§ EXERCISE DIRECTIONS: Rewrite the rows below from the line with "Question. Identify the gray sweater" through the last row, changing "drop a marker" to "place a pin" and leaving everything else as it is.

(Stored items from a collection)
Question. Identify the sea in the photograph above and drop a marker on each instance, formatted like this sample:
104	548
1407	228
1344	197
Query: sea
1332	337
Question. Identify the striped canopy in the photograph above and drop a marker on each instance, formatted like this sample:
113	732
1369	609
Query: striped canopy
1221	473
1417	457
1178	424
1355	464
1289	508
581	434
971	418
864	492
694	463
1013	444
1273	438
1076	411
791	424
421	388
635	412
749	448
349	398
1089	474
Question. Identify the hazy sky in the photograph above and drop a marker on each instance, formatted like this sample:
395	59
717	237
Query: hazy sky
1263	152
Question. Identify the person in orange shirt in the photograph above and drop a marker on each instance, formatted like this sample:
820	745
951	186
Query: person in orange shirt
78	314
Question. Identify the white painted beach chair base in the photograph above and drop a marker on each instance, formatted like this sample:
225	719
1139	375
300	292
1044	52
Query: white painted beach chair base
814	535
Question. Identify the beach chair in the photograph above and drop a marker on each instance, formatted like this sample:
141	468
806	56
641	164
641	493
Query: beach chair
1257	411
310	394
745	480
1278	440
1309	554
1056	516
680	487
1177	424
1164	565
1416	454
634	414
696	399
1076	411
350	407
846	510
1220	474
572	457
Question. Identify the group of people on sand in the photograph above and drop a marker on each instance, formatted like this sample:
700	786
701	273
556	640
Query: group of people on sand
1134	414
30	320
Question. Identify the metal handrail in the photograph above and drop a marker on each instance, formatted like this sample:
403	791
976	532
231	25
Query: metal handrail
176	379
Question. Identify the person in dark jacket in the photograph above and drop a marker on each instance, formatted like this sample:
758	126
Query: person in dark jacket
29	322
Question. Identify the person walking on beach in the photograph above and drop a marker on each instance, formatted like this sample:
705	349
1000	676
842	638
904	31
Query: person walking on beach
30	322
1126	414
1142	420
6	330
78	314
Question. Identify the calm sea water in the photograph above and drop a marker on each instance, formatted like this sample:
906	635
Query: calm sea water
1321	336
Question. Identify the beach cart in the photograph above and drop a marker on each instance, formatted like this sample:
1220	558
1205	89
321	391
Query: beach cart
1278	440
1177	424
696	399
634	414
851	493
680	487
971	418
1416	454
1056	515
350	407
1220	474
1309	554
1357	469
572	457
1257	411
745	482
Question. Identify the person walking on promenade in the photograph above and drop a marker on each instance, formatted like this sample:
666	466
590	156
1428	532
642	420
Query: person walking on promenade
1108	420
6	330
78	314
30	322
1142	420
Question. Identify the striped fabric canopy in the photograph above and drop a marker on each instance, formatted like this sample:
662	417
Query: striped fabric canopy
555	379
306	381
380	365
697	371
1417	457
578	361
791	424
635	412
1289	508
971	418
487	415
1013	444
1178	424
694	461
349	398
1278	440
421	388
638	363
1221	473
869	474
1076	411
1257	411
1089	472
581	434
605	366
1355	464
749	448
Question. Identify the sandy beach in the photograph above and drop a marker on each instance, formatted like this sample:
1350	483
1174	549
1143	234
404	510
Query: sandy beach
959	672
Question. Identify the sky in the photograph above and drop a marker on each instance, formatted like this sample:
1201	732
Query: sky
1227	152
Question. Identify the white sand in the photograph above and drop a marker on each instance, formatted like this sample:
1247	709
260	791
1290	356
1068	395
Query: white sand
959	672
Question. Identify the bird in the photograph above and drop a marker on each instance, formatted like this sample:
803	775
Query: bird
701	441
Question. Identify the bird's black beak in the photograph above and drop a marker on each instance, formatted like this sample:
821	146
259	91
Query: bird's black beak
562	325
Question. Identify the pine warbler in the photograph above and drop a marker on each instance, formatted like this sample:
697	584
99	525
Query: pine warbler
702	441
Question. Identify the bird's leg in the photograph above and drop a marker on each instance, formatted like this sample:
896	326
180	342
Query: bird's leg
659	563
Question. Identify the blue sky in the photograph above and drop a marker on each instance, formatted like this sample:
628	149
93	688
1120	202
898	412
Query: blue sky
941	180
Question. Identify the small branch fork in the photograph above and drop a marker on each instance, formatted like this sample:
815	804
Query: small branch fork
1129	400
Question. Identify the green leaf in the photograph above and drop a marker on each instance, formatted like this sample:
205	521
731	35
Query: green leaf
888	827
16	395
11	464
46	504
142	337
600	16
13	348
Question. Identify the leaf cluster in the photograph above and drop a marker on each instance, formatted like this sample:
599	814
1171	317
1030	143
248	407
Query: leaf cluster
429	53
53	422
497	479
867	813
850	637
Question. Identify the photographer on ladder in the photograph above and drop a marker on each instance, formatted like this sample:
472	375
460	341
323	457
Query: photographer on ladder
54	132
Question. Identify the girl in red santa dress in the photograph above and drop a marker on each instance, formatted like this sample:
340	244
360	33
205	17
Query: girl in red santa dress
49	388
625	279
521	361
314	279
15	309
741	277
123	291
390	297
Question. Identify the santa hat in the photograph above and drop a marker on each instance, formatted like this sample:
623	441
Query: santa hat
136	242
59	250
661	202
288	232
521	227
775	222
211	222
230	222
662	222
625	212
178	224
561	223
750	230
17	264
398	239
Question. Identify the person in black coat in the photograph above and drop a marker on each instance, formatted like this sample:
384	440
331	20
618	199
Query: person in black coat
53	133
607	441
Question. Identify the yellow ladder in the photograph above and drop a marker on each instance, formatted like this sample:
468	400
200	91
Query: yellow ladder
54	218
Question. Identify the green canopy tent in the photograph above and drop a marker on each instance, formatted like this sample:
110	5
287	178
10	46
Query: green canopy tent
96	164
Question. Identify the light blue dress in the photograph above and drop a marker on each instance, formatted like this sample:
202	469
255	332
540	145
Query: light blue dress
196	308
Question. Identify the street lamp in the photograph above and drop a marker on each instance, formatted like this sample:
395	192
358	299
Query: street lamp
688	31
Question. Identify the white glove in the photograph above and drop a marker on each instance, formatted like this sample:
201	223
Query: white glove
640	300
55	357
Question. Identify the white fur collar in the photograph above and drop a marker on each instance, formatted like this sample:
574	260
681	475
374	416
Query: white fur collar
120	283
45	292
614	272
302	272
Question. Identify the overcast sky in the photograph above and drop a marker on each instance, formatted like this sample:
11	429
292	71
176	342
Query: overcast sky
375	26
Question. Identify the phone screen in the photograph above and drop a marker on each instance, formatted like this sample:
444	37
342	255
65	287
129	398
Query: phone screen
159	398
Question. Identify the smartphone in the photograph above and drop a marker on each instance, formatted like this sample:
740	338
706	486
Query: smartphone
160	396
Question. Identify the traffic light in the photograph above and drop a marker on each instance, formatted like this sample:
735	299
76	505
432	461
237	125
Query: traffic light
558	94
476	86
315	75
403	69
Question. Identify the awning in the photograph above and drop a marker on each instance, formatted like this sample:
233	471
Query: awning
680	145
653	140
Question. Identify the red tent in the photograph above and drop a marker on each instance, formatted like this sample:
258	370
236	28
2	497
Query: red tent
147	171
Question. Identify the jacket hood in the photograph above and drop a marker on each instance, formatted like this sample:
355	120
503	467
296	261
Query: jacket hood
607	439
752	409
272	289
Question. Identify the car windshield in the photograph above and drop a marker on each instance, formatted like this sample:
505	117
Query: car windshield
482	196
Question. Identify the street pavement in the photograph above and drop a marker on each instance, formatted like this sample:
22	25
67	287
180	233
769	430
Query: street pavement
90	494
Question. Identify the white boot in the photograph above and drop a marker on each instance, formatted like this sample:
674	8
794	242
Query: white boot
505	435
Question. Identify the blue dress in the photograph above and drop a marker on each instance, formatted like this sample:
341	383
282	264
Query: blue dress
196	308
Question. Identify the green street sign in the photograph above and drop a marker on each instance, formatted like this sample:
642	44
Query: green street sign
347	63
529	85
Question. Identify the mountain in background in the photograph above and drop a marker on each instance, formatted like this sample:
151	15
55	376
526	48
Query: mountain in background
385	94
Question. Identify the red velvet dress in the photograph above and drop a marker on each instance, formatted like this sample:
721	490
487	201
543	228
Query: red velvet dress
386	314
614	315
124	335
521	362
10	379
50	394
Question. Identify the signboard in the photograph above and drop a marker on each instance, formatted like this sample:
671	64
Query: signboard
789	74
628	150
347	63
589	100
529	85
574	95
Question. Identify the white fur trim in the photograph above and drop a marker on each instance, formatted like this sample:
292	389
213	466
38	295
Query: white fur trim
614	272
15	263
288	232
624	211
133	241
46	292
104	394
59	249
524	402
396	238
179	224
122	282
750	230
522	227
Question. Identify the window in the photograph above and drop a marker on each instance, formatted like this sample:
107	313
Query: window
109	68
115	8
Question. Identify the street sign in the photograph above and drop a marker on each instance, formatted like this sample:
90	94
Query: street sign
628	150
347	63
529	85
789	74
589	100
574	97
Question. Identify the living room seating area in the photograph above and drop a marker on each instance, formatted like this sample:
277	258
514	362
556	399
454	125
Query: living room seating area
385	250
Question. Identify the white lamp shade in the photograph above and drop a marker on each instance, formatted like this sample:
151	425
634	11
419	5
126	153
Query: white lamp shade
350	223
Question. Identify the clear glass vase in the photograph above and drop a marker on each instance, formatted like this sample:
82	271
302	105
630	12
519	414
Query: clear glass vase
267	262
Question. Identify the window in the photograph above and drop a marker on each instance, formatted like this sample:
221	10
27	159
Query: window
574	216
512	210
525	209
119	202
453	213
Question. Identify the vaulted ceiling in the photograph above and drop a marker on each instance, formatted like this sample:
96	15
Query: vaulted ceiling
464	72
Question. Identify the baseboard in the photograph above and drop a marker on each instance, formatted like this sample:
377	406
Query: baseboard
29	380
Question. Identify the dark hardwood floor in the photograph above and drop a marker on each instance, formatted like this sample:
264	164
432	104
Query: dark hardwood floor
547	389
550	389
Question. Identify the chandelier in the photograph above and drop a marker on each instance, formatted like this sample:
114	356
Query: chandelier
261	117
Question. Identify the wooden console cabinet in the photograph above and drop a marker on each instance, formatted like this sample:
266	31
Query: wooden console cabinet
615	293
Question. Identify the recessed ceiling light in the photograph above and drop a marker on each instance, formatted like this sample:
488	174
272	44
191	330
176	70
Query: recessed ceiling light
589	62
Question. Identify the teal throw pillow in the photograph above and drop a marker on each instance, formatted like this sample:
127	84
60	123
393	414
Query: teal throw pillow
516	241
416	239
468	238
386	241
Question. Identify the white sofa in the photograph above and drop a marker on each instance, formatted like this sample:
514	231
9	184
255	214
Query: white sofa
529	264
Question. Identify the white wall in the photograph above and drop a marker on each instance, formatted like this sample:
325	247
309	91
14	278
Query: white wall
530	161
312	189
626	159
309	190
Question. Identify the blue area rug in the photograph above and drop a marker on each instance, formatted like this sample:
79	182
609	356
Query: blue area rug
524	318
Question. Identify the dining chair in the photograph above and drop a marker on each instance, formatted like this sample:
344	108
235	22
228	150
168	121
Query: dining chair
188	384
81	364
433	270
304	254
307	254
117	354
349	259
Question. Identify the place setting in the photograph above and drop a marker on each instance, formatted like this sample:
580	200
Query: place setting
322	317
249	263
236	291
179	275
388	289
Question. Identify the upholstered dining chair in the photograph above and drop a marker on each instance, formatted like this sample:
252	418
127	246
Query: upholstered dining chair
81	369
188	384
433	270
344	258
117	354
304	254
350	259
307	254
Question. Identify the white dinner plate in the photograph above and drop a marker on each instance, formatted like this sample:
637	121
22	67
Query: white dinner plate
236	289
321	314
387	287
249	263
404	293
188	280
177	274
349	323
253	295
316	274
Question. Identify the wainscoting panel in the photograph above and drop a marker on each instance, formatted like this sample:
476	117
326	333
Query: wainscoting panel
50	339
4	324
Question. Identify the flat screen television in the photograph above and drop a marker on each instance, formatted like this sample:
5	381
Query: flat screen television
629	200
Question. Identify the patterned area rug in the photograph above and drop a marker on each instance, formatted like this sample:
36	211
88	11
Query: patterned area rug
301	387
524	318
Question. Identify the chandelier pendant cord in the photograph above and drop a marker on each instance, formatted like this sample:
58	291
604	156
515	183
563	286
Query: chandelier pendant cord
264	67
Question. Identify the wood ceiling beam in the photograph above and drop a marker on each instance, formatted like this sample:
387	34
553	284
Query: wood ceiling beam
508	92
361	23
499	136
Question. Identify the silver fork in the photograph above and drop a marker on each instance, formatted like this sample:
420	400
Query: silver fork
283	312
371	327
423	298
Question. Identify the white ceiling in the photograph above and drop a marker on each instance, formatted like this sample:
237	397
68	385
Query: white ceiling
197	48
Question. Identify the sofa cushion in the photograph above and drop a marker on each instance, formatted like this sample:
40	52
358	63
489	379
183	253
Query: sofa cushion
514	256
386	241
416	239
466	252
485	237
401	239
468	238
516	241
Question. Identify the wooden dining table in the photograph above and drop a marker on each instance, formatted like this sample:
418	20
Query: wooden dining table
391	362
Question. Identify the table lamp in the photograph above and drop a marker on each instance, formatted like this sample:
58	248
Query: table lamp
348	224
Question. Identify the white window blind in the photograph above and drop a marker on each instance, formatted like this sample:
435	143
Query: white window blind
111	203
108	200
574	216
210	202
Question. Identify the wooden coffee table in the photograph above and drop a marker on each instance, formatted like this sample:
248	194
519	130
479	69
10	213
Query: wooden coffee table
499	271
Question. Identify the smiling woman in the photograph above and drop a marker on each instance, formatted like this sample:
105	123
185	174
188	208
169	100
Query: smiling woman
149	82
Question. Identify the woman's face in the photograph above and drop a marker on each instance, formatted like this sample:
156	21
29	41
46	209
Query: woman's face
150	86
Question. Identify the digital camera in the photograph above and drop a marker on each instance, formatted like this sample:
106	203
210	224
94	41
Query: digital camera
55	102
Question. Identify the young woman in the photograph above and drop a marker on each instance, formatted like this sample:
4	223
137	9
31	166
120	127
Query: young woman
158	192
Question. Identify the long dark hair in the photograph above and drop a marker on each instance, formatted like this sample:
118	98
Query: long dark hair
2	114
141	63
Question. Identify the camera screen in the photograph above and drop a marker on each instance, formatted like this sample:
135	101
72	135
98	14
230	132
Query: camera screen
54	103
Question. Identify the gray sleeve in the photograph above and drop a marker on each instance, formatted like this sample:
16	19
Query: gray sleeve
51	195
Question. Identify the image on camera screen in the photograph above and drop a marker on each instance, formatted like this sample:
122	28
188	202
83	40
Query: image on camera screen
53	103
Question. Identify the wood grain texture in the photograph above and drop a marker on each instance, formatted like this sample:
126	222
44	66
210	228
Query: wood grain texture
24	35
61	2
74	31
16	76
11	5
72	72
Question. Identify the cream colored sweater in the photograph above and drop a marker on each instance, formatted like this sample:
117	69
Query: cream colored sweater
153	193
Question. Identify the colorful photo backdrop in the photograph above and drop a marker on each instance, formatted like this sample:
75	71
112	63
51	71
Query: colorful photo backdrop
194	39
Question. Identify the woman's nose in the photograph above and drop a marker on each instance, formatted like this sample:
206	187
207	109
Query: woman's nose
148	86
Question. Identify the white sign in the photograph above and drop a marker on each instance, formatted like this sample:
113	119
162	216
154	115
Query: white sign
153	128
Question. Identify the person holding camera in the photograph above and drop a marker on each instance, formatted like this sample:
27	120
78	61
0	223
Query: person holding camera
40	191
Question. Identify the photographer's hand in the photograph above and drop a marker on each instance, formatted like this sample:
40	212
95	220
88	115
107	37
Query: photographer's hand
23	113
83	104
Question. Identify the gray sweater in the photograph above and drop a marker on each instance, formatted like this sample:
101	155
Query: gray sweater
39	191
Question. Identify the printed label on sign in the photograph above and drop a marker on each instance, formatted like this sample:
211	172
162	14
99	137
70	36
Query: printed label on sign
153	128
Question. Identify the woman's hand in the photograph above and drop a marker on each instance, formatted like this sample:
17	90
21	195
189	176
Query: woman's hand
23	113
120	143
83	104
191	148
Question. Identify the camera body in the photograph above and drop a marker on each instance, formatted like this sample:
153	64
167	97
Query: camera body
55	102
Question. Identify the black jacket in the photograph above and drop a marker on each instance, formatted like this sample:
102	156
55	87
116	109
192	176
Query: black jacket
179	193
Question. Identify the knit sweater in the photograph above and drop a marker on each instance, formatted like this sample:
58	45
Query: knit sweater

§ SOLVED PROBLEM:
Question. Identify the gray sweater in the photograph above and place a pin on each instance, formatted like this sample:
101	155
Query: gray sweater
39	191
Question. Identify the printed label on sign in the photograph above and place a pin on each instance, formatted like this sample:
211	172
162	14
99	137
70	36
Query: printed label on sign
153	128
Question. Identify the woman's hand in the photograph above and place a pin on each instance, formatted like this sample:
17	90
21	195
189	176
Query: woman's hand
23	113
120	143
83	104
191	148
Question. Identify the camera body in the photograph above and place a pin on each instance, formatted like this sample:
153	64
167	97
Query: camera body
55	102
Question. Identify the black jacket in the photograph above and place a pin on each instance, formatted like this sample:
102	156
55	87
116	109
192	176
Query: black jacket
179	193
Question. Identify the knit sweater in the photograph above and place a pin on each instance, formatted like this sample:
58	45
Query: knit sweater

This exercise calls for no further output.